__Problem details__. Please turn the lines of the items below into a numbered list, starting with the line containing "Could you please locate the rally" and running through the last line of the items, both ends included, with any blank lines omitted.

__Records for this exercise__.
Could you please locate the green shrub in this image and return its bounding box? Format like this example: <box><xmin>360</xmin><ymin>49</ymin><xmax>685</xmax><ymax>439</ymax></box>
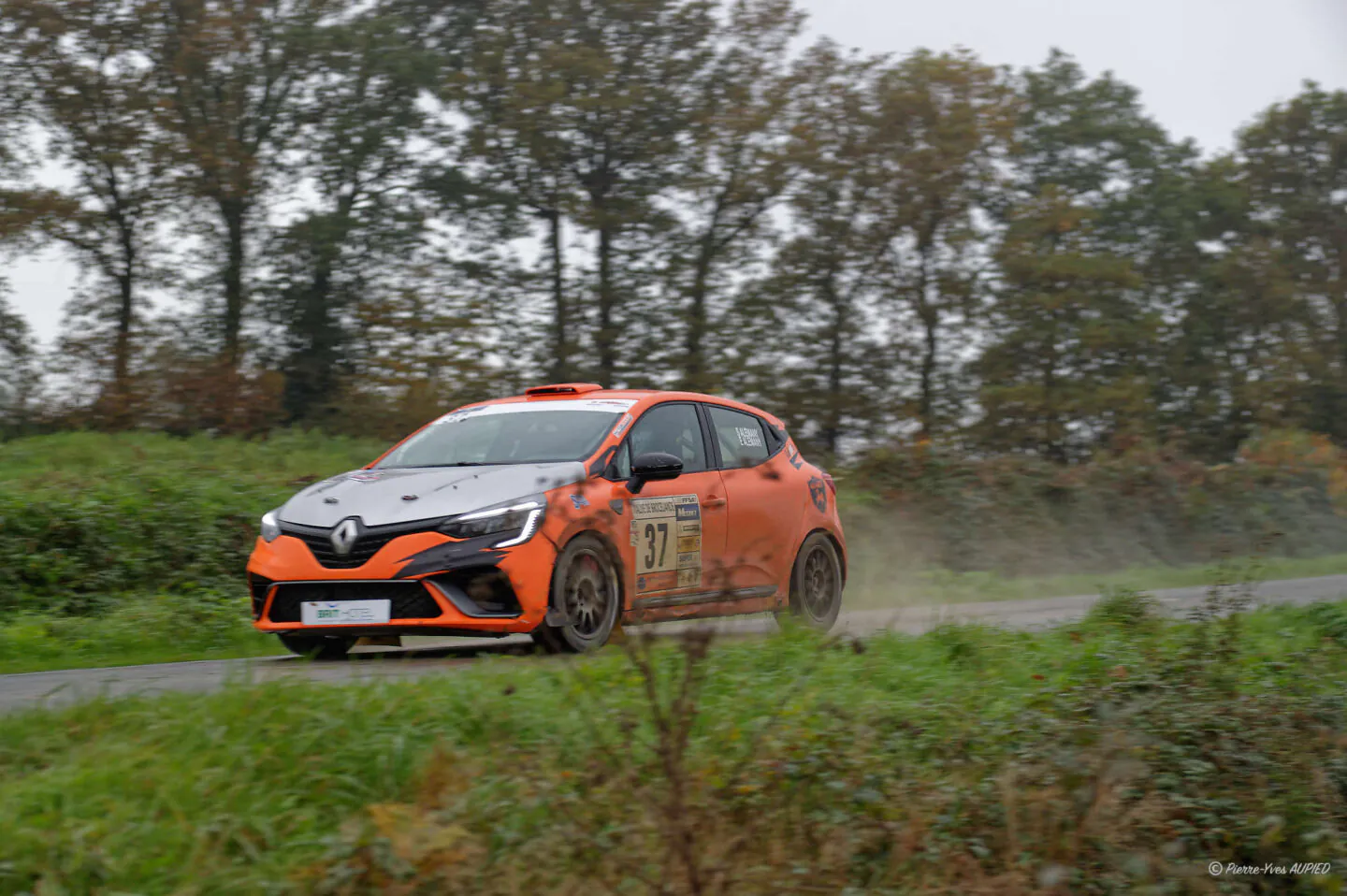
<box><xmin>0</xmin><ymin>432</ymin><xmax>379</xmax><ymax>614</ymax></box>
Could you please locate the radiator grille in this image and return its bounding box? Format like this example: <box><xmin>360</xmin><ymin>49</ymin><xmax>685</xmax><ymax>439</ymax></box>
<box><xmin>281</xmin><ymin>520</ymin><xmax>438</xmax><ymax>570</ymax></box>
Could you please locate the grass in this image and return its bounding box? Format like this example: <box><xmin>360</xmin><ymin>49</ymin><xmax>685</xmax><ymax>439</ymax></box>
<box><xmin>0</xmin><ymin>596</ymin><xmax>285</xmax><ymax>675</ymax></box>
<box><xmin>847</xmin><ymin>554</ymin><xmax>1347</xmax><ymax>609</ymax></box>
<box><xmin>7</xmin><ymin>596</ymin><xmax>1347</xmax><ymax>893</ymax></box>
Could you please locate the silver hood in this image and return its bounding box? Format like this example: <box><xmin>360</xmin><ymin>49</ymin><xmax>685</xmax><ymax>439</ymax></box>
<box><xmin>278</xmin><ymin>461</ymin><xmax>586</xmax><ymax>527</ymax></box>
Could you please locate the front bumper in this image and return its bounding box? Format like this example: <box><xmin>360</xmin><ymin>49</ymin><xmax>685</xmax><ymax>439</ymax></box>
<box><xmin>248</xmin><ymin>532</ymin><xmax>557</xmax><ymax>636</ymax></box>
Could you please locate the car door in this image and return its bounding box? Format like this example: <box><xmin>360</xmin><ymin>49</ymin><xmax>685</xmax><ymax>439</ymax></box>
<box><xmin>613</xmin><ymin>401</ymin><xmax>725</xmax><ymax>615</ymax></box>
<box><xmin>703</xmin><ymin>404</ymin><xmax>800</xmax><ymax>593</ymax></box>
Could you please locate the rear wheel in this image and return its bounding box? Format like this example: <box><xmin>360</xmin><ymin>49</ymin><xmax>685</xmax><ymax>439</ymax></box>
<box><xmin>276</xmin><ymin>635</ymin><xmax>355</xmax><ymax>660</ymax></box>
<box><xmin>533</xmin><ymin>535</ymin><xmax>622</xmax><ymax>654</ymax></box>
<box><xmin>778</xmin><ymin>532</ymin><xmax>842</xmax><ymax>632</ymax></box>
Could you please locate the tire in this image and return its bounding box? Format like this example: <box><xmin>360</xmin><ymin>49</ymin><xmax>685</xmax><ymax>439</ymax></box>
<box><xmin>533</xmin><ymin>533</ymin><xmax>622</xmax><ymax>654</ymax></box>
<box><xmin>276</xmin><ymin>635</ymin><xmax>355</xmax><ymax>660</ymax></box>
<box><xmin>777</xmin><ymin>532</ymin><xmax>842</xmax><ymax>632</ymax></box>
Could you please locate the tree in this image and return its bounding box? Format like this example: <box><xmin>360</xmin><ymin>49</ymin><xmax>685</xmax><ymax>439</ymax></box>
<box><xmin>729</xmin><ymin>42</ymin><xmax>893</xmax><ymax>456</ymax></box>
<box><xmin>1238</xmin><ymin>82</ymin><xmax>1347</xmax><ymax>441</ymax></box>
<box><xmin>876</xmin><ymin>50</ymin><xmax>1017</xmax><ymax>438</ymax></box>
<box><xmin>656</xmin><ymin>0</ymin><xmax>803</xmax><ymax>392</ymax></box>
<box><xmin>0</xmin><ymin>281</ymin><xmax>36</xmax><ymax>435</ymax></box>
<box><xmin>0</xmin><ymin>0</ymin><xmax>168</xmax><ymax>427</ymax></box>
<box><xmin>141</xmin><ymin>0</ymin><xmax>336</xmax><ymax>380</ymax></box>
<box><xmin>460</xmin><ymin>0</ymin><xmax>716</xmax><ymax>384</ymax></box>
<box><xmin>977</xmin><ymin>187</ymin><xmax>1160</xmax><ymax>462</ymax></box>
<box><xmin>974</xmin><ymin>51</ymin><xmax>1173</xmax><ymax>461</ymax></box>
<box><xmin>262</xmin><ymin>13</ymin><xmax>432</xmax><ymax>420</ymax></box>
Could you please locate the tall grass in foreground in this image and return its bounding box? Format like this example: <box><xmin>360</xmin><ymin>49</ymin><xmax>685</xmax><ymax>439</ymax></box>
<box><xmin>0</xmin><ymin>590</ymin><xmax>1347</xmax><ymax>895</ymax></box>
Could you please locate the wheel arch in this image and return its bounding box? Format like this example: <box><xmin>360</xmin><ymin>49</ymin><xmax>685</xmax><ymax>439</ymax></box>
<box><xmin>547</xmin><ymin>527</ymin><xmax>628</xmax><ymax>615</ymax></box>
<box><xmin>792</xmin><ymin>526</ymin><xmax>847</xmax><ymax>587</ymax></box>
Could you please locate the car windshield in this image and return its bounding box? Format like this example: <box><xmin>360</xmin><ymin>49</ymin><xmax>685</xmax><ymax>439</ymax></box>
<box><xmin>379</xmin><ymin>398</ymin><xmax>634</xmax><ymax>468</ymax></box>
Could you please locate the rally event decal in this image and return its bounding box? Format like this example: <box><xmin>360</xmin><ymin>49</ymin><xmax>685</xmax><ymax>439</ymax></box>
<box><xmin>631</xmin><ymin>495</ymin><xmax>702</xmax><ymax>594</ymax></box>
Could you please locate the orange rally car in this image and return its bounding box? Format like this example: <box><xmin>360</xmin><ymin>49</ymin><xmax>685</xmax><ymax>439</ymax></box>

__Expected output__.
1. Could you please locate the rally event decal in this image and return its bounding box? Format like this example: <box><xmin>360</xmin><ymin>49</ymin><xmax>685</xmax><ymax>439</ymax></box>
2. <box><xmin>631</xmin><ymin>495</ymin><xmax>702</xmax><ymax>594</ymax></box>
3. Could you please locate the orange rally car in this image and return its bounding box? Format like this example: <box><xmin>360</xmin><ymin>49</ymin><xmax>685</xmax><ymax>439</ymax></box>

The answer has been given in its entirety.